Let’s not communicate. Let’s live. - tonyhanna
http://www.teedot.com/blog/2010/02/11/lets-not-communicate-lets-live/

======
WA
These scenarios are best examples, why I wouldn't want such a system. If I
have to think about a birthday gift for my girlfriend, that IS actually life.
And usually, whenever I update my facebook profile picture, I'd choose a
picture about which I can say:"Hey, that's a nice picture of mine" and
certainly not:"I need a party picture of myself, let's arrange a party just to
get that picture."

I guess the problem I'm having with such a system is that it looks for
PATTERNS and in my opinion, a good life is all about BREAKING patterns in
order to feel alive.

------
Slashed
Seriously, if a user has only an email and Skype account(it's true for me, and
in my experience, it's true for many other people) and doesn't have FB,
Twitter, etc., does it mean he/she won't be able to use this _feature_?

I know there was always a lot of potential in technology that incorporates the
"don't make them think". But honestly, do you really want a software to choose
a gift for your girl friend? I want my personal stuff to be private and
personal.

P.S. I'm not criticizing or anything - actually, I always admire software that
changes to fit to a user's needs, not the opposite. But managing
relationships.. No, thank you. :)

------
Vladik
The question is will it go to the bathroom for you as well? I could easily
save a lot of time in the day by outsourcing that.

------
dmoney
I think this would have Wolfram Alpha's problem of trying to be too general,
without having invented general AI. How will the system understand what I
want?

Auto-gifting would be particularly useful. Is there a way to use it without an
iPhone?

------
RyanMcGreal
Sounds a lot like the Semantic Web that Tim Berners-Lee has been talking about
for the past several years.

------
dwohlfahrt
We're still a month and a half away from April fools... Talk about jumping the
gun

■ **Written request a**:
Write out the listing below word for word, starting at its first line and ending at the line that contains "<point>118,231</point>".

(Items from a data source)
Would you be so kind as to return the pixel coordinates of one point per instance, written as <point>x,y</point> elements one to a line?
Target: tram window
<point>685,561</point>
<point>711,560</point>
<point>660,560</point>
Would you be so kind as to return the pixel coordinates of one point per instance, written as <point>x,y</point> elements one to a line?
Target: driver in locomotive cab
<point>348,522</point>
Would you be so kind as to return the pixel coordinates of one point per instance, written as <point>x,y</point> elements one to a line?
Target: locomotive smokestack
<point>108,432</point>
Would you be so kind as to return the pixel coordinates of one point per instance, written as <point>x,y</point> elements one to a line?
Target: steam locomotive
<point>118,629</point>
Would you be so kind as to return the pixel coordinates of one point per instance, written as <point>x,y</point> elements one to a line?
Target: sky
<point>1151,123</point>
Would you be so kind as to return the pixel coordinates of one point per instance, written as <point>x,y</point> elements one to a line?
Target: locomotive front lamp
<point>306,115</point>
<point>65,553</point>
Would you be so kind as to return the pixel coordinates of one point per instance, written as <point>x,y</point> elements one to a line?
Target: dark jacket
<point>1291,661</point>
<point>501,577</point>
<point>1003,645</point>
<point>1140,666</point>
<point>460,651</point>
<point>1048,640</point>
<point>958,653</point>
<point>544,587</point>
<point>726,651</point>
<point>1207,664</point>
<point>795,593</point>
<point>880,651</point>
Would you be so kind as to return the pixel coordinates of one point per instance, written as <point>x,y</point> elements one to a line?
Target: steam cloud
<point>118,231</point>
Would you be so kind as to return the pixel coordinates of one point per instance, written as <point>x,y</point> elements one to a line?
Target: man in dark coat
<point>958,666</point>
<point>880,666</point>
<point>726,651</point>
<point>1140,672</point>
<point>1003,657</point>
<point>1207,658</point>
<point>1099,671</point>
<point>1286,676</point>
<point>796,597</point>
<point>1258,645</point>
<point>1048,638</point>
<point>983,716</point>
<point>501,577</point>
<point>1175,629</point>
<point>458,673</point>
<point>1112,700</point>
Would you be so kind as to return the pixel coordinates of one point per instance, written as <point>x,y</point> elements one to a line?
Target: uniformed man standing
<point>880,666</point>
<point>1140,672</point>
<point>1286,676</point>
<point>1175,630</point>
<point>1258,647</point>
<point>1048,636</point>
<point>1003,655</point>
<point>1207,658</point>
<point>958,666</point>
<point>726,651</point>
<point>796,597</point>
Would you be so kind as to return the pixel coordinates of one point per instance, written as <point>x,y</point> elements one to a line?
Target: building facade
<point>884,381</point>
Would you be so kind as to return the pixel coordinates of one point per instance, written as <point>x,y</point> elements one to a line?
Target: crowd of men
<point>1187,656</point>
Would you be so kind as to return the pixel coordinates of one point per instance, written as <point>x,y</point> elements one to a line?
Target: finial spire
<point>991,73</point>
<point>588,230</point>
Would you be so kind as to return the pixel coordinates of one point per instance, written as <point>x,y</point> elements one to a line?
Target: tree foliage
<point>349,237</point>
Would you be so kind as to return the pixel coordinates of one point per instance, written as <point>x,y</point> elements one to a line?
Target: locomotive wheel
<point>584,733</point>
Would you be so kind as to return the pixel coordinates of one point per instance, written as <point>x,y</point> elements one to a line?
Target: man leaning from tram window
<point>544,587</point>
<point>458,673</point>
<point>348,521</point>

■ **Written request b**:
Give again the part of the thread word for word, starting at "P.S. I'm not" and ending at "thank you. :)".

■ **Exercise result a**:
Would you be so kind as to return the pixel coordinates of one point per instance, written as <point>x,y</point> elements one to a line?
Target: tram window
<point>685,561</point>
<point>711,560</point>
<point>660,560</point>
Would you be so kind as to return the pixel coordinates of one point per instance, written as <point>x,y</point> elements one to a line?
Target: driver in locomotive cab
<point>348,522</point>
Would you be so kind as to return the pixel coordinates of one point per instance, written as <point>x,y</point> elements one to a line?
Target: locomotive smokestack
<point>108,432</point>
Would you be so kind as to return the pixel coordinates of one point per instance, written as <point>x,y</point> elements one to a line?
Target: steam locomotive
<point>118,629</point>
Would you be so kind as to return the pixel coordinates of one point per instance, written as <point>x,y</point> elements one to a line?
Target: sky
<point>1151,123</point>
Would you be so kind as to return the pixel coordinates of one point per instance, written as <point>x,y</point> elements one to a line?
Target: locomotive front lamp
<point>306,115</point>
<point>65,553</point>
Would you be so kind as to return the pixel coordinates of one point per instance, written as <point>x,y</point> elements one to a line?
Target: dark jacket
<point>1291,661</point>
<point>501,577</point>
<point>1003,645</point>
<point>1140,666</point>
<point>460,651</point>
<point>1048,640</point>
<point>958,653</point>
<point>544,587</point>
<point>726,651</point>
<point>1207,664</point>
<point>795,593</point>
<point>880,651</point>
Would you be so kind as to return the pixel coordinates of one point per instance, written as <point>x,y</point> elements one to a line?
Target: steam cloud
<point>118,231</point>

■ **Exercise result b**:
P.S. I'm not criticizing or anything - actually, I always admire software that
changes to fit to a user's needs, not the opposite. But managing
relationships.. No, thank you. :)